* TO BE DONE *
Reproduce all of the following data line for line, changing nothing.

* DATASET ROWS *
# # # #
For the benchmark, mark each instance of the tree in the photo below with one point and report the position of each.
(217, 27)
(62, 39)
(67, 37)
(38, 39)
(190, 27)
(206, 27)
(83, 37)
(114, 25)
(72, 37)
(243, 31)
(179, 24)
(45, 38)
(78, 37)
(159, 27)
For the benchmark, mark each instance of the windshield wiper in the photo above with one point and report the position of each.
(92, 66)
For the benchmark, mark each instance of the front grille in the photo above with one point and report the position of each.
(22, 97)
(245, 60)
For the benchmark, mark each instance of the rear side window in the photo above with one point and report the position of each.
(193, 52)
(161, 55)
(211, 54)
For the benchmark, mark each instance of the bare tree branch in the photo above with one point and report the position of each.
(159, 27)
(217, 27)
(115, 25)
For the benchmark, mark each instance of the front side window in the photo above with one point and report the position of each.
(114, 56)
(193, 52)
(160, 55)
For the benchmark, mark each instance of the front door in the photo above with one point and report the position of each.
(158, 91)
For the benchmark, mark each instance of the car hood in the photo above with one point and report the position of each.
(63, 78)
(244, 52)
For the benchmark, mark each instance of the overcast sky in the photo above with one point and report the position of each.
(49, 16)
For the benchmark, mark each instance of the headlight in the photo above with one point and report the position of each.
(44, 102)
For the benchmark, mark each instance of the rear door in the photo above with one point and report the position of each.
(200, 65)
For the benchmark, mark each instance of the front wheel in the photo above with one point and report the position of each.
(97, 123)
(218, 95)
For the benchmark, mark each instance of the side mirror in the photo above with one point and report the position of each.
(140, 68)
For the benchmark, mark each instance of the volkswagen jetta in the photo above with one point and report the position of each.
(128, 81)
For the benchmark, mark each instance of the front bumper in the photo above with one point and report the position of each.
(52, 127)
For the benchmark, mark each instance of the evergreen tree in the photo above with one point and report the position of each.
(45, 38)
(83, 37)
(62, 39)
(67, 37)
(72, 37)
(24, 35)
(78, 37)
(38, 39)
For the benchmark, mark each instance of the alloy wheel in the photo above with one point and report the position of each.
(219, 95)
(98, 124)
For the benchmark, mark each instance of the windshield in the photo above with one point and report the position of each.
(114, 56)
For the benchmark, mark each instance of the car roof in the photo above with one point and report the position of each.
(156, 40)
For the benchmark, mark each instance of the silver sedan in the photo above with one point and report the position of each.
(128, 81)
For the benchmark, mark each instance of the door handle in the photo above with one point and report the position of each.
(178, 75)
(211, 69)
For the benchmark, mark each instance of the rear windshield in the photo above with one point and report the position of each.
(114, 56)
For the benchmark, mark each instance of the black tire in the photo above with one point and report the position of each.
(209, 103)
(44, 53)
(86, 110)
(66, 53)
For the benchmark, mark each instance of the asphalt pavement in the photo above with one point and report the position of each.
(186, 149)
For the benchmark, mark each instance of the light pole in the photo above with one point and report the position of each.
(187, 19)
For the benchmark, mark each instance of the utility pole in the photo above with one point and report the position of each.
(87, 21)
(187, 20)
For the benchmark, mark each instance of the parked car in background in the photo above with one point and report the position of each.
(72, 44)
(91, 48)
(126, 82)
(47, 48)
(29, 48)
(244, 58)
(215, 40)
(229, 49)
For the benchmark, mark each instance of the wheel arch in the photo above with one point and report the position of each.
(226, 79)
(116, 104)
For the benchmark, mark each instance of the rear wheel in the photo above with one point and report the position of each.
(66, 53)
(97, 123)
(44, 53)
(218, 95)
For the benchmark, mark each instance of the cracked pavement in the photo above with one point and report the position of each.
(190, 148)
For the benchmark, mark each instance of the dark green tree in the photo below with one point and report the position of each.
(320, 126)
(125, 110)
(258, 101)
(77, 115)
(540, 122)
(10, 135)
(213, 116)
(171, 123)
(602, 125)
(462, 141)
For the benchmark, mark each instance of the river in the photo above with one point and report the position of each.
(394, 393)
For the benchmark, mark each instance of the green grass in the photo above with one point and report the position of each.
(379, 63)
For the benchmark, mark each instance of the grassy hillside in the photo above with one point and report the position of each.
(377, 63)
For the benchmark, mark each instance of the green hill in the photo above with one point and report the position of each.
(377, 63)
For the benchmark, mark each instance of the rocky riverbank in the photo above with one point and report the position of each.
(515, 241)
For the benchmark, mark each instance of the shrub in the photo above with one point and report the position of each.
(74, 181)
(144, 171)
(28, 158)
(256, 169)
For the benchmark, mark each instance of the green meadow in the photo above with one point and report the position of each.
# # # #
* WRITTEN SOLUTION *
For the benchmark, mark each instance of the tree in the photo below with one point and report the position of each.
(217, 27)
(62, 39)
(67, 37)
(38, 39)
(190, 27)
(206, 27)
(83, 37)
(114, 25)
(72, 37)
(243, 31)
(179, 24)
(45, 38)
(78, 37)
(159, 27)
For the benchmark, mark each instance of the windshield wiper in the photo above with one point and report the position of each.
(92, 66)
For the benchmark, mark each instance of the front grille in the photo above with one point and report the position of each.
(22, 97)
(245, 60)
For the benchmark, mark each instance of the rear side window in the photo above with one point and report the position of each.
(193, 52)
(161, 55)
(211, 54)
For the benchmark, mark each instance of the bare tree branch in the photo above with one point and report the position of each.
(159, 27)
(217, 27)
(115, 25)
For the benchmark, mark each instance of the front side window in the photo above with one point and report the position of each.
(114, 56)
(193, 52)
(160, 55)
For the benchmark, mark each instance of the front door in the photo above with one point and report the position of each.
(158, 91)
For the benchmark, mark each instance of the car hood in the photo above with one point and report the position of each.
(63, 78)
(244, 52)
For the benchmark, mark each instance of the overcast sky in the photo above with one point and report the position of each.
(49, 16)
For the benchmark, mark each instance of the headlight in the photo above with one point and report the position of each.
(44, 102)
For the benchmark, mark each instance of the rear door in the photo above with one point and report the position of each.
(200, 65)
For the benchmark, mark each instance of the front wheel in the photo above with one point and report the position of each.
(97, 123)
(218, 95)
For the benchmark, mark each instance of the side mirror in the photo above with one point and report the position of each.
(140, 68)
For the benchmark, mark each instance of the volkswagen jetta in the photo above with one point and report the position of each.
(128, 81)
For the benchmark, mark each instance of the front bumper in the photo above with one point and report the position of each.
(52, 127)
For the benchmark, mark each instance of the evergreen tree in the photo above with one point and report the position of each.
(45, 38)
(83, 37)
(62, 39)
(67, 37)
(72, 37)
(24, 35)
(78, 37)
(38, 39)
For the benchmark, mark each instance of the alloy wheel in the photo above with one point and report the position of each.
(219, 95)
(98, 124)
For the benchmark, mark each instance of the windshield in the photo above with one point and report the position of each.
(114, 56)
For the benchmark, mark each instance of the car roof in the photo above with one point and report the position of each.
(156, 40)
For the benchmark, mark each instance of the silver sedan in the photo above with one point and report the position of each.
(128, 81)
For the benchmark, mark each instance of the door handle in the photo above with one point and report the position of each.
(178, 75)
(211, 69)
For the benchmark, mark each instance of the rear windshield in the photo above with one point and report the position of each.
(114, 56)
For the benchmark, mark each instance of the black tire in the photo above with one point and report the position of each.
(209, 103)
(44, 53)
(86, 110)
(66, 53)
For the benchmark, mark each instance of the asphalt pavement in the photo above with one point and report the position of each.
(186, 149)
For the benchmark, mark each instance of the light pole in the photo above with one point and report the position of each.
(187, 19)
For the benchmark, mark each instance of the utility pole in the photo above with one point and report the position of each.
(87, 21)
(187, 20)
For the benchmark, mark each instance of the parked car in background in the photo above with one point and report the position of each.
(72, 44)
(91, 48)
(126, 82)
(47, 48)
(29, 48)
(244, 58)
(215, 40)
(229, 49)
For the benchmark, mark each instance of the wheel arch in the photo above with one point and report the position of each.
(226, 79)
(116, 104)
For the benchmark, mark each instance of the rear wheel in the photo above with one point and report the position of each.
(66, 53)
(97, 123)
(44, 53)
(218, 95)
For the benchmark, mark each instance of the cracked pavement in the photo above with one point and report the position of each.
(190, 148)
For the benchmark, mark each instance of the dark green tree in the photo below with one point and report the position of each.
(320, 126)
(125, 110)
(258, 101)
(77, 115)
(540, 122)
(10, 135)
(213, 116)
(171, 123)
(602, 125)
(462, 141)
For the benchmark, mark each instance of the river in the photo above with one point and report the position of each.
(394, 393)
For the benchmark, mark each instance of the green grass in the photo above with one point and report the position of each.
(379, 63)
For the benchmark, mark each instance of the grassy hillside in the photo above with one point and report the position of each.
(377, 63)
For the benchmark, mark each instance of the green hill in the photo above with one point and report the position of each.
(377, 63)
For the benchmark, mark each instance of the rocky riverbank in the photo above with one point and report the position of each.
(515, 241)
For the benchmark, mark each instance of the shrub in the photo above with one point and report the position of each.
(74, 181)
(144, 171)
(28, 158)
(256, 169)
For the benchmark, mark each instance of the green meadow in the photo above with one point and report the position of each.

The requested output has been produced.